And I thought, okay, this thing is huge and it hurts like a motherfucker and I can’t really function right now and, really, HOW BAD CAN IT BE?
Here’s the answer to that: it’s every bit as bad as you can imagine having surgery without anesthesia is, and then it’s a lot worse than that.
Helpful Nurse #2 came in after and said, “Wow, we could hear you screaming all the way down the hallway!” And I thought I was being quiet. I don’t even really remember screaming at all.
The doctor had left at one point (I let a med student do this; I let a different med student deliver the baby a few months later) and came back as it was being packed to ask if I wanted something more for the pain. Between sobs I was like, “I can’t <gasp> I don’t <gasp> oh my <gasp> motherfucker <gasp>”, my body trembling uncontrollably, tears streaming down my face, etc. And he said, “I’ll just go get you something…” YEAH, MAYBE DO THAT.
Close second: same pregnancy, delivery room. I have big babies. My previous baby was 8 lb 10 oz and estimates put this one possibly as big as 9.5 lbs (he was actually 8 lbs 4 oz). So, epidural, thanks. Except that I apparently don’t epidural easy. Forty five minutes of rolled back, which is uncomfortable all by itself, and unrelenting contractions, and being stabbed in the back while a nurse with reek ass breath gets in my face every time I cry out and says, “Sarah! Are you having a contraction?” Bitch, I am IN LABOR. WTF do you think? Then Ben, the guy behind me saying “I’m so sorry, I don’t understand what the problem is…” gave me a fentanyl shot in my spine to work at the epidural for another I don’t give a shit how long because all was right with the world again. That 45 minutes was absolute hell though. The baby is three months now and I still have a line of scars down my back from all the failed attempts.
Damn! Sounds like the surgery wing was in a Walmart.
I had the labrum and rotator cuff repaired on my right shoulder. The doc was nice enough to put in a nerve block, so between that and the drugs, for about 24 hours I didn’t feel much pain at all. Then the block wore off. Merciful Mary Margaret! Sitting up, on drugs, with the fancy compress circulating ice water on the shoulder made it almost bearable. Any movement was torture. The first time I tried to lie down elicited a scream of pain that scared my wife - and she’s a physical therapist. It took a full year before I was back to 100% from that surgery.

TASKS TO PERFORM |
1. In the text about painful medical experiences, how long did it take the writer who had shoulder surgery to get back to 100%?
2. Write the next part of the text about painful medical experiences, starting after its last sentence.
The records that come after this text are separate material and are unrelated to it.

RECORD SET |
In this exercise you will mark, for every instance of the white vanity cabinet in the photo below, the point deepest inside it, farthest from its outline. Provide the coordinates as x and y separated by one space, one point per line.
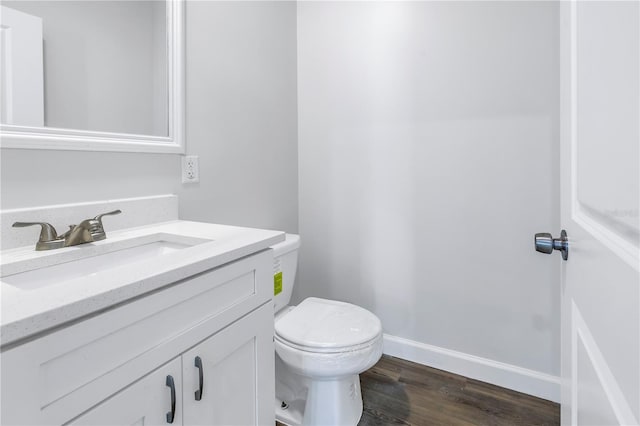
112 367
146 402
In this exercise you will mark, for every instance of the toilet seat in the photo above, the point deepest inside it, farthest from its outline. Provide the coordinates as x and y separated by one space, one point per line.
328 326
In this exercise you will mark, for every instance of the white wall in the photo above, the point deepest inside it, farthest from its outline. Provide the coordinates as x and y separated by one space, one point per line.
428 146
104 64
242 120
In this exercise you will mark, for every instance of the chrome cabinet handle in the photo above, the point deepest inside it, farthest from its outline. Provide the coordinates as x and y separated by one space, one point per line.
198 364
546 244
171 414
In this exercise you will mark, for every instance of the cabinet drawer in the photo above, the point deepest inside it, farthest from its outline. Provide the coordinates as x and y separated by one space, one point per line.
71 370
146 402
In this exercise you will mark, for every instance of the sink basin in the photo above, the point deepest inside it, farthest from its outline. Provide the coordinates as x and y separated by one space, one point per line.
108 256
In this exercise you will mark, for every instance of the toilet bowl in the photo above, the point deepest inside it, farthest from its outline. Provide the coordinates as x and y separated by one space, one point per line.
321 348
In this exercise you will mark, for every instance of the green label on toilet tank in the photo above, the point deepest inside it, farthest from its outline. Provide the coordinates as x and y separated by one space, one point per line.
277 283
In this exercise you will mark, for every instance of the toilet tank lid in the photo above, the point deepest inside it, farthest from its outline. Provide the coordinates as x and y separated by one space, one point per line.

* * *

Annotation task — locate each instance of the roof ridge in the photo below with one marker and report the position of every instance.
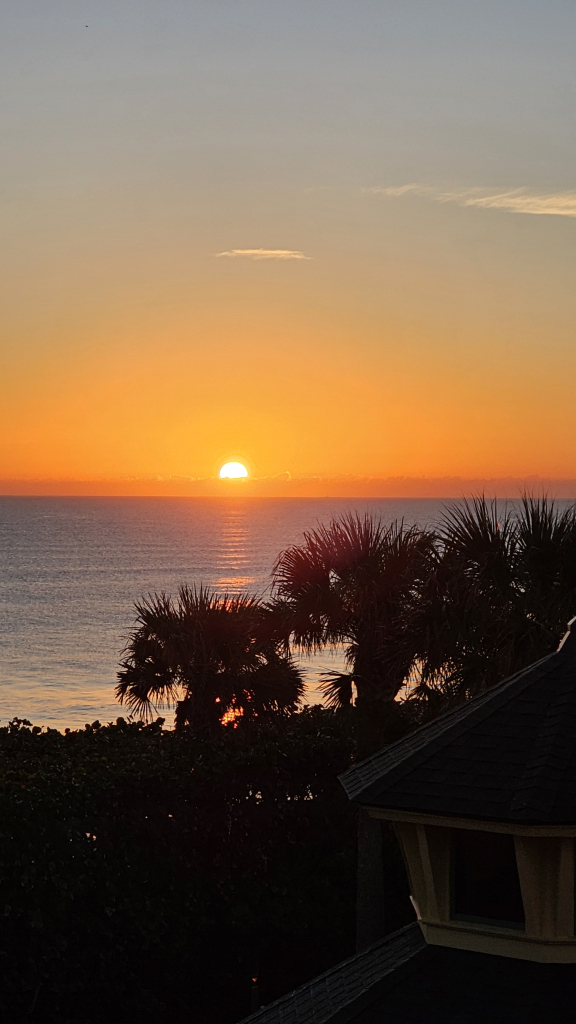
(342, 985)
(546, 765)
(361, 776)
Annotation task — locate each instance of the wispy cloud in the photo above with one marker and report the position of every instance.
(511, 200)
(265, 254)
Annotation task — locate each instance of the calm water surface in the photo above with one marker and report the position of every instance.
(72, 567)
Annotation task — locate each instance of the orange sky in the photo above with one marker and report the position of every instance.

==

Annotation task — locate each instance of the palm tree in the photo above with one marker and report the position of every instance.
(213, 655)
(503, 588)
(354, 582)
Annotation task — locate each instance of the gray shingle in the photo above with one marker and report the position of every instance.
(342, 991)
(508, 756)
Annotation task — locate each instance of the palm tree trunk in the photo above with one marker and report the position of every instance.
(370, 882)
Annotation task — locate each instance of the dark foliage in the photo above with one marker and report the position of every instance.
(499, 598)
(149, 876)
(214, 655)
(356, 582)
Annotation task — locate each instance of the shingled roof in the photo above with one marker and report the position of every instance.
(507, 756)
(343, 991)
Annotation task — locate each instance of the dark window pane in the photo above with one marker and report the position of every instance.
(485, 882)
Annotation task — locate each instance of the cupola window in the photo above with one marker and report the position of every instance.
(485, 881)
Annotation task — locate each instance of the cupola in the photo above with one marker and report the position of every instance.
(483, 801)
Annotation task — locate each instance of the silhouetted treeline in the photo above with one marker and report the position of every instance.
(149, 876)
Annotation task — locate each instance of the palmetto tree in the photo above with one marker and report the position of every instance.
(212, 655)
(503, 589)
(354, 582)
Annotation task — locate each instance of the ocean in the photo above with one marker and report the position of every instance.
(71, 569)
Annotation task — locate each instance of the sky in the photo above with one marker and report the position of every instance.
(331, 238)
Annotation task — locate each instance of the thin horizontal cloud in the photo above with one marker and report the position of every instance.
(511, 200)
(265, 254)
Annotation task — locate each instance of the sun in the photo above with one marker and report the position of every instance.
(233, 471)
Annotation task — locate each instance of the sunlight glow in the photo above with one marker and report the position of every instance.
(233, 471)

SOLVED PROBLEMS |
1. A full year.

2.
The absolute worst, though, was deep in the night on day 2 or 3 post surgery when I got out of the chair (painful enough in itself) to go to the restroom, tripped over a box someone had left in the hall, and fell. That scream woke up everyone in the house and brought them all running. No one said a word, probably because A) they had never seen me that way before and thought I may be dying and B) anticipating that I was going to be very mad when and if I recovered a bit and found out who left the box in the middle of the floor. Option A) certainly felt like a possibility, but I was in way too much pain to be mad.
Yep. How in the HELL did I break my big toe while sleeping . Or so I thought. Went to get xrays.
Persistent migraines so bad I would bang my head against the wall to redirect. It was actually less painful to whack a brick wall with my head.
Degenerative disc disease in my lower back. Much of the time death would have been preferable.
Laser eye surgery a year ago. Fucking surgeon didn’t warn me it would hurt. I wanted to scream but couldn’t get a chestful of air to do so. Had I known, I would’ve taken a handful of Vicodan and been fine. I called him nasty names afterward. At my checkup appt, I called the eye specialist nasty names, too. Hell will freeze over before I ever go back that office.
i did that, too. all over my legs. thank og i was wearing shorts at the time. awesome blisters. :eek:
Do you mean the vision correction one? Lasik? They must have really done something wrong. I didn’t feel a thing. Hope it turned out OK.
I had a spinal tap once, and it did not hurt. But the headache for the next 2 or 3 days from it, that made me want to kill myself.
Come to think of it, they were offering rollback prices on amoxicillin…
That scale needs an entry at the far right showing a skull screaming and dripping blood.